____ TEXT TO READ
Supporters had put signs up around Stagecoach Rock with messages like, “This is a grave.”

Allen wrote on the petition wrote that supporters should take a moment to thank the developer, the mayor and the city council for their “diligence and collaboration in saving the rock.”

History or legend? Carvings on Stagecoach Rock date back to 1800s, could indicate a gravesite According to historic legend, the immovable Stagecoach Rock in Mebane dates back to the early 1800s.

It’s a relic from an era when stagecoaches from around the state passed through the popular intersection. It’s a gravestone to a man “who lost against the forces of nature,” according to an old newspaper article. Some legends even say it’s haunted by a headless horseman.

The inscription etched on the stone’s side was meant to last forever: J. Whitaker, 1828.

According to local lore, Whitaker tragically died when his stagecoach, which was rolling downhill towards Hillsborough, hit a bump in the road and spooked the horses. He was thrown against the rock and killed – then buried there. Locals engraved his name and date of death on the stone.

The marker is listed on Cemetery Census as a grave.

Since that date, nearly 200 years ago, other prominent locals have engraved their own names on the stone. The name B. H. Mebane is carved into a corner of the stone, along with the date 1906.

A man named Gary Clark has been researching the mysterious rock of myth. He believes it’s possible B. H. Mebane is related to Alexander Mebane, for who the town is named.

He also found an inscription that appears to be from even earlier: Pratt Witt, 1817.

Clark has reason to believe even more names are hidden underground.

“There are so many names etched on it,” said Clark. “Some are even close to the base of the rock, and I don’t think someone laid on their stomach to carve into it.”

It can be hard to distinguish between truth and myth of the mysterious Stagecoach Rock because much of the history isn’t written down – it’s oral history and storytelling passed down generation to generation.

According to an article written by Sondra J. Harris in 1975, the story was passed down to a man named C.E. Patterson who was 89 at the time. He rallied his nephew and cousin to clear off the overgrowth that had hidden the old stone to verify whether or not the writing they had heard about was really there.

It was.

The old stagecoach road is still visible Passing by the Stagecoach Rock and rolling over the nearby stream are the remnants of the old stagecoach road.

According to Patterson, the road was referred to as The King’s Highway or Mason Hall Road in the early 1900s or late 1800s. It stretched between Raleigh and Greensboro.

“In 1817, this was the wilderness. There was no Mebane yet,” explained Clark.
________
REQUIRED WORK:
[1] Identify every name that the Stagecoach Rock article reports as carved on the stone, together with the year inscribed alongside each.
[2] Carry on the Stagecoach Rock article from the point where it stops.
____ SOURCE DATA
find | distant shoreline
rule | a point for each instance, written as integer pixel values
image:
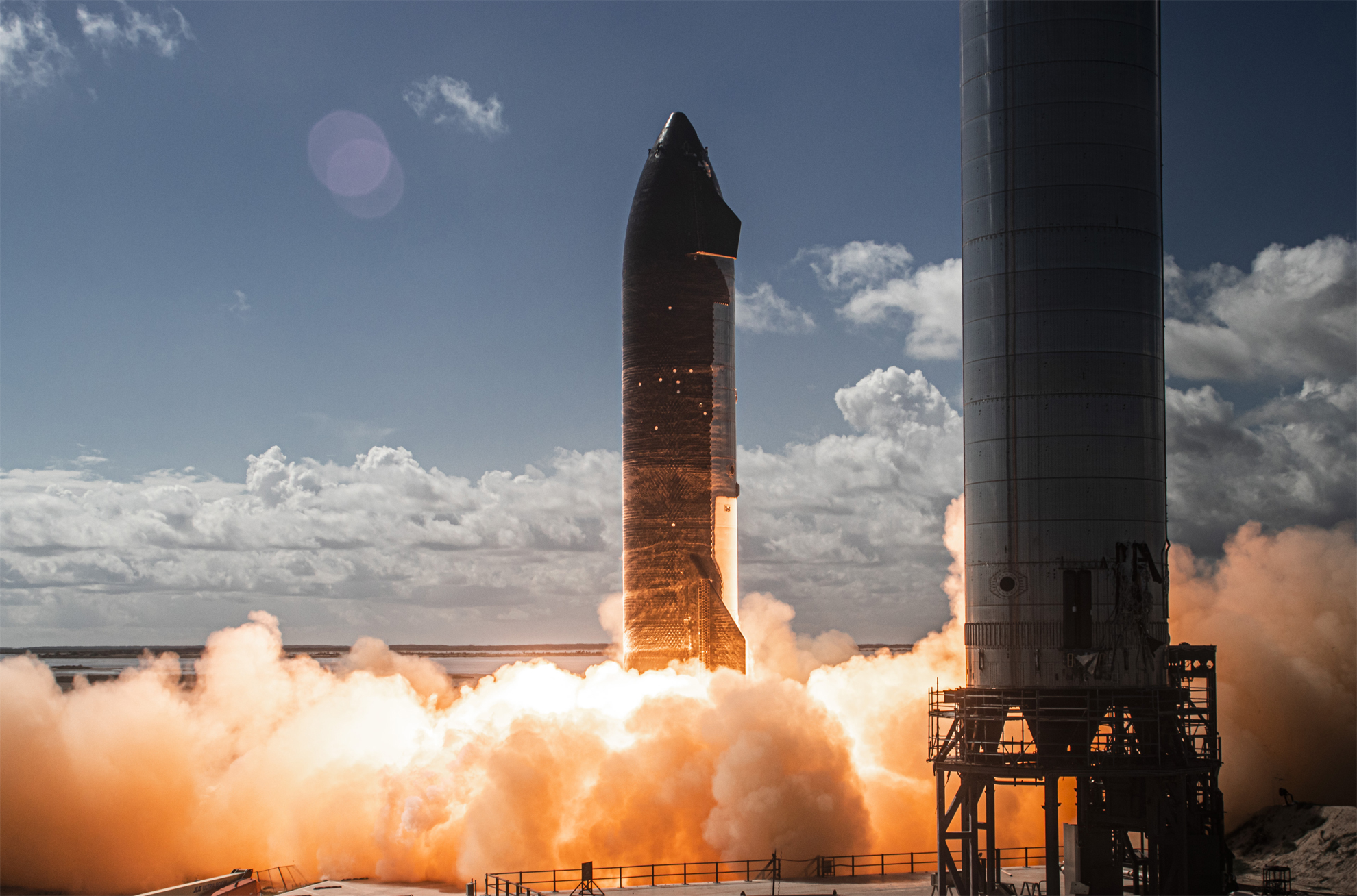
(336, 649)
________
RESPONSES BY TASK:
[1]
J. Whitaker, 1828
B. H. Mebane, 1906
Pratt Witt, 1817

[2]
He’s approached the town’s mayor and assistant manager, and begun rallying the community to raise awareness for the rock.

“It was covered with ivy and leaves when I found it,” he said. “I bet many people didn’t realize it was here.”

Given its proximity to the historic stagecoach road, mixed with the oral traditions passed down about it being a grave site, he feels like the city should at least consider having historians take a look at the rock. Historians could perhaps determine the validity of the carved names – and thermal imaging could prove once and for all if someone is buried there.

Tearing down the Stagecoach Rock A new housing development had threatened the future of the historic stone.

The development has been approved, and a proposal had been submitted to destroy the Stagecoach Rock in order to make room for a road entrance to the developing neighborhood.

The rock is very large and has been described as “immovable.”

Some neighbors say they have offered to make room for the stone in their yards in order to save it, but the city did extensive research and found the rock to be immovable, according to the Mebane Enterprise.

Many residents are trying to save Stagecoach Rock – and have put together a petition with hundreds of signatures.

“We would like to see the rock not only preserved, but also designated as an official historic monument by the city,” says the petition.

They point out how few historic monuments stand the test of time like the 200-year-old, immovable Stagecoach Rock.

Whether or not the Stagecoach Stone’s story is legend, history or a mix of both, some locals argue that the decades of engraved names automatically make the stone a piece of history. Likewise, many believe, the decades of stories surrounding the stone have earned it a place in Mebane culture.

And now, because it’s being preserved, it can continue to gather stories and legends for the next 200 years.